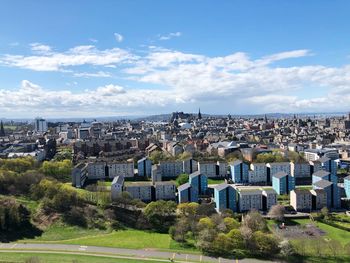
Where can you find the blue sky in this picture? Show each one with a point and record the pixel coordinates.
(106, 58)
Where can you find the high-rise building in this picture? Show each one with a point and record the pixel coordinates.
(40, 125)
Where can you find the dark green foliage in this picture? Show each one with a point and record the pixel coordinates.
(181, 179)
(161, 215)
(15, 221)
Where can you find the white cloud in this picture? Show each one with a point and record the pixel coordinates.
(110, 90)
(99, 74)
(118, 37)
(77, 56)
(176, 80)
(169, 36)
(40, 48)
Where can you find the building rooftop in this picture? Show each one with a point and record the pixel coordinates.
(321, 173)
(323, 184)
(118, 180)
(280, 175)
(184, 187)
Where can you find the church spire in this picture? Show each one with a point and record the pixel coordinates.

◆ ◆ ◆ ◆

Render the lines as a Markdown table with the columns Row and Line, starting at the line containing "Where can you find the white" and running through the last line, both included. Number each row and leave out any blank lines.

| Row | Line |
|---|---|
| 1 | Where can you find the white cloud in this picture? Show each one with a point and record the pixel coordinates. |
| 2 | (110, 90) |
| 3 | (99, 74) |
| 4 | (118, 37) |
| 5 | (77, 56) |
| 6 | (176, 80) |
| 7 | (169, 36) |
| 8 | (40, 48) |
| 9 | Where can you find the building rooftop in this picture? Show each one with a point and record the pixel coordinates. |
| 10 | (321, 173) |
| 11 | (323, 184) |
| 12 | (118, 180) |
| 13 | (280, 175) |
| 14 | (184, 187) |
| 15 | Where can you find the church spire in this picture? Show each one with a point and record the pixel coordinates. |